(Entries taken from a collection)

══════════

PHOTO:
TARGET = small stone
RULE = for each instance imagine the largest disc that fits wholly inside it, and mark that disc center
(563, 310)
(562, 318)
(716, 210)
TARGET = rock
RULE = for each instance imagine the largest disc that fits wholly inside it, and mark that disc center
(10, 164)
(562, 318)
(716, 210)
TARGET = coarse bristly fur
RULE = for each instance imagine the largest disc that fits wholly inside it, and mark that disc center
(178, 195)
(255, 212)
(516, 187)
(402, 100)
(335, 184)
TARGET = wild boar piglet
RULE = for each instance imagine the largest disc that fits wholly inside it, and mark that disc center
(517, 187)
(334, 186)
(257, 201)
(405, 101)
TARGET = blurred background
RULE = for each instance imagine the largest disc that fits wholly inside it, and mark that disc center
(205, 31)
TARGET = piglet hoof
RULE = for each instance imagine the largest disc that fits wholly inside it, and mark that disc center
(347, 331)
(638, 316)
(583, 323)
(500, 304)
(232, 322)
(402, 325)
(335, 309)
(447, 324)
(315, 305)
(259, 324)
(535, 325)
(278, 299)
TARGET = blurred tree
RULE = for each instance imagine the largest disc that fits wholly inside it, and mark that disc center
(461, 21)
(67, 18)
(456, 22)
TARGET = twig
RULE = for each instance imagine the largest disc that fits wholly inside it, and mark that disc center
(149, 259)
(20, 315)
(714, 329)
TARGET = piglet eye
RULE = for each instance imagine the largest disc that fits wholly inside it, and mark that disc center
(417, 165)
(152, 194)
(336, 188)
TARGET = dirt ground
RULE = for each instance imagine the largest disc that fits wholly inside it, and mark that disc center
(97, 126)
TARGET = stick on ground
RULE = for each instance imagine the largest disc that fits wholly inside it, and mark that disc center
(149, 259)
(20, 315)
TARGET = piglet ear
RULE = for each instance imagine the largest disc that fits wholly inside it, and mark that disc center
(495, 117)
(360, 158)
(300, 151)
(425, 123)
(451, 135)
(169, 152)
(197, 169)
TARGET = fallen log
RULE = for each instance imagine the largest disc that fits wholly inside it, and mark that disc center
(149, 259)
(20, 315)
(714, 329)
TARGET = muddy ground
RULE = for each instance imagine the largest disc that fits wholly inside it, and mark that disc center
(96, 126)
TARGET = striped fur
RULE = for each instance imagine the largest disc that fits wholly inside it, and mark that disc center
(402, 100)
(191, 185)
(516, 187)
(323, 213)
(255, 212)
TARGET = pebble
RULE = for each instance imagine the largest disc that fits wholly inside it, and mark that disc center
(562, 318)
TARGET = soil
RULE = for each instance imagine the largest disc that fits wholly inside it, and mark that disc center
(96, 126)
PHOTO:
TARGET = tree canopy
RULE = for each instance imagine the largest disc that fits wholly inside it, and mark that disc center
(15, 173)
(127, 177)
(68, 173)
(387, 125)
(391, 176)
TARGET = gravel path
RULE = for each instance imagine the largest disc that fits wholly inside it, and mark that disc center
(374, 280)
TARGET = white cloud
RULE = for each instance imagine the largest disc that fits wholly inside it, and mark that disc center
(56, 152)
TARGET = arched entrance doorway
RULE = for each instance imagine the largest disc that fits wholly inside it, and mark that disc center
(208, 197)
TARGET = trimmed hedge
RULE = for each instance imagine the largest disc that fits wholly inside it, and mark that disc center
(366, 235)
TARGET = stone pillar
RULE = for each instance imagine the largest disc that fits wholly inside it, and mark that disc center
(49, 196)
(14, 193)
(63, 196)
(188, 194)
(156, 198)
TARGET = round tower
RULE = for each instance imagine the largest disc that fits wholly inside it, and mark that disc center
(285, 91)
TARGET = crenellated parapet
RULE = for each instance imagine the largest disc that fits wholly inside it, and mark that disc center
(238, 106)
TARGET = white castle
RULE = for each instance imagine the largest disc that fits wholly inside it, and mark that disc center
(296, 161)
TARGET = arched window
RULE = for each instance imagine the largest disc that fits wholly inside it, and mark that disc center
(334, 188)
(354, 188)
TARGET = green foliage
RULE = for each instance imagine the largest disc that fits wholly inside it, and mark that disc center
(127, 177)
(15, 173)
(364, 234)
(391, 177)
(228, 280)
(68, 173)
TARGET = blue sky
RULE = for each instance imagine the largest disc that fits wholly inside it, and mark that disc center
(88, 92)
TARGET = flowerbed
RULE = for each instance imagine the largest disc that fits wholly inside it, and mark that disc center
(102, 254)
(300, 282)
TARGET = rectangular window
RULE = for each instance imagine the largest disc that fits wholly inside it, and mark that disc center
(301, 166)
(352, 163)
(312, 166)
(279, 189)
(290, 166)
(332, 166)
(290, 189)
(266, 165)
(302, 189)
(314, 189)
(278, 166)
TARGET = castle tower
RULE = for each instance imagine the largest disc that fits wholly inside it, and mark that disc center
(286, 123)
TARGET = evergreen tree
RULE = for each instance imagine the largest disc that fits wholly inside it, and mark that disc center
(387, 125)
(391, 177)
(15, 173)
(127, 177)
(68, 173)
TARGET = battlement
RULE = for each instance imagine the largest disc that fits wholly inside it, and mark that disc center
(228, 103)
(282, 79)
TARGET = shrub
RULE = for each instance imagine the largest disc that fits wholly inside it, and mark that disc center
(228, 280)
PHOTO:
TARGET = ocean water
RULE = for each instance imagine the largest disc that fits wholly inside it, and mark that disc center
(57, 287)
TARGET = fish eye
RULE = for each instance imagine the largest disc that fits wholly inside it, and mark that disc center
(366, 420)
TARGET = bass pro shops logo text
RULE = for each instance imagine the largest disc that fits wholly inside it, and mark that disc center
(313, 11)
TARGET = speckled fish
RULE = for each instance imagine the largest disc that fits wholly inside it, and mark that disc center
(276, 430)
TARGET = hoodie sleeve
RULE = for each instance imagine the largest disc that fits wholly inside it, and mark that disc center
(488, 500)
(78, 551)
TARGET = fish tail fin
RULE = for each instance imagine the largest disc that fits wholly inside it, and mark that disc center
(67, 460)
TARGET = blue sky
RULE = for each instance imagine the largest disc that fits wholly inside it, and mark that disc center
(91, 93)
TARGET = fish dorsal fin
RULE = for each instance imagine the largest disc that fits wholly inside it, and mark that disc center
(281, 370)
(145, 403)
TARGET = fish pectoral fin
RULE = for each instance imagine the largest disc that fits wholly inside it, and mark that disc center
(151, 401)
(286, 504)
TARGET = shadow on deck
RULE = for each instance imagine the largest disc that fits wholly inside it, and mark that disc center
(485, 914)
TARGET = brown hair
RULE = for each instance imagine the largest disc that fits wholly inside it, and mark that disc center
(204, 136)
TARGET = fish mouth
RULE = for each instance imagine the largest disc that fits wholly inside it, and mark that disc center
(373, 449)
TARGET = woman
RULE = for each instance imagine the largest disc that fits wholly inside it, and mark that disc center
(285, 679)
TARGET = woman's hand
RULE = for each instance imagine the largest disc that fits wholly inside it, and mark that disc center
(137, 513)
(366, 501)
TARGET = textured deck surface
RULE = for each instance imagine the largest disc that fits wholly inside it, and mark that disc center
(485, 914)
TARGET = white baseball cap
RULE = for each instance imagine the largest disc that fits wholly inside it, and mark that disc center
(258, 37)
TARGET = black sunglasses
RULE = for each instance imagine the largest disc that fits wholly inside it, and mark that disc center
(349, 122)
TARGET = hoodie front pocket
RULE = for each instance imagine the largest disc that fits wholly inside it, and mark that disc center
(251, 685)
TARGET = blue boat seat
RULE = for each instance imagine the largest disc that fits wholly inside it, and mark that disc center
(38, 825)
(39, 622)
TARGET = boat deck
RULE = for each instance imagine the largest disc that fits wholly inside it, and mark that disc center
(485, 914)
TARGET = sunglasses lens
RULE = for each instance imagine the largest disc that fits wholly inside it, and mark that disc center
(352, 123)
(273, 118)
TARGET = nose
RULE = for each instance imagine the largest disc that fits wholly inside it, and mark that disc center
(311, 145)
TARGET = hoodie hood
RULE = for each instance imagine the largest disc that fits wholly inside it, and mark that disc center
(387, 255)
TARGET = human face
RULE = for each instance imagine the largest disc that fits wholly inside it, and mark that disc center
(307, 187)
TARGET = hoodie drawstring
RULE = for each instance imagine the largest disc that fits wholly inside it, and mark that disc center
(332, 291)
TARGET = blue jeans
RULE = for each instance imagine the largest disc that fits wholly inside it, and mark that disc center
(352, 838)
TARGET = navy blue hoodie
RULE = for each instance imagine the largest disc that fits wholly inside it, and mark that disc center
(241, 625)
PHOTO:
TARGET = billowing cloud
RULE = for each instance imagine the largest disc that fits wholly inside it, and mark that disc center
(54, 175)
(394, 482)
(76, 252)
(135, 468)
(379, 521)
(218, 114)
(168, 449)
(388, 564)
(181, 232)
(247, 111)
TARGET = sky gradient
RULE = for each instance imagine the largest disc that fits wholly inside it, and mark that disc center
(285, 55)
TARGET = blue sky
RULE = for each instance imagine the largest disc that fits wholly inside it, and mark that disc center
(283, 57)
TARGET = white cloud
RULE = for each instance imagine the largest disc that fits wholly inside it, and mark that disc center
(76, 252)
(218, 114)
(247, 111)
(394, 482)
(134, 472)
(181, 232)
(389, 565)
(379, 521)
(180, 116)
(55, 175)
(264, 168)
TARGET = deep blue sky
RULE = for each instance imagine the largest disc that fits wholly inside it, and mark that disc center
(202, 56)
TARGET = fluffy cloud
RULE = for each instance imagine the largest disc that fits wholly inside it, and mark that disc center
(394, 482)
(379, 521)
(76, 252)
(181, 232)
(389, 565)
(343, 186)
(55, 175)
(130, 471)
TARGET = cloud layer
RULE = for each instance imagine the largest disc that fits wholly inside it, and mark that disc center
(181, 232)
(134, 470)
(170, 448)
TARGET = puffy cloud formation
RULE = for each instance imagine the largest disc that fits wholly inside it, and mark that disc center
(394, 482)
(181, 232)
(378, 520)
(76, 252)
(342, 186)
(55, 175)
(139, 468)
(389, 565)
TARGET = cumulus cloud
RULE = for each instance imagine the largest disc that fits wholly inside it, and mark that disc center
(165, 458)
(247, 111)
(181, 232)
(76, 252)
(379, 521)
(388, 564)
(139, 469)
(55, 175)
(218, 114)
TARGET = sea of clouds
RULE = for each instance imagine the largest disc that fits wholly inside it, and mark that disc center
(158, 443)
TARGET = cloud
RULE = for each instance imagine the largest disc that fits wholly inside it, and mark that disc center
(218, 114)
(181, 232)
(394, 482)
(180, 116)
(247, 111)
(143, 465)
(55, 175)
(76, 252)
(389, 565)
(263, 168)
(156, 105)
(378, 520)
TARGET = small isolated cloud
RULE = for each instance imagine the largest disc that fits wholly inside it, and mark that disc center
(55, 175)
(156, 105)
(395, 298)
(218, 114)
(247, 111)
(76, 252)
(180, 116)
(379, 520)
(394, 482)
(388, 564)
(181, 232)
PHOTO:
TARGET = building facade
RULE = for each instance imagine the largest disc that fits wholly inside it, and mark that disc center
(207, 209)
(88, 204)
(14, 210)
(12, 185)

══════════

> [ASSIGNED TASK]: Show all lines above that contain "small".

> [EXERCISE ANSWER]:
TARGET = small stone
TARGET = small isolated cloud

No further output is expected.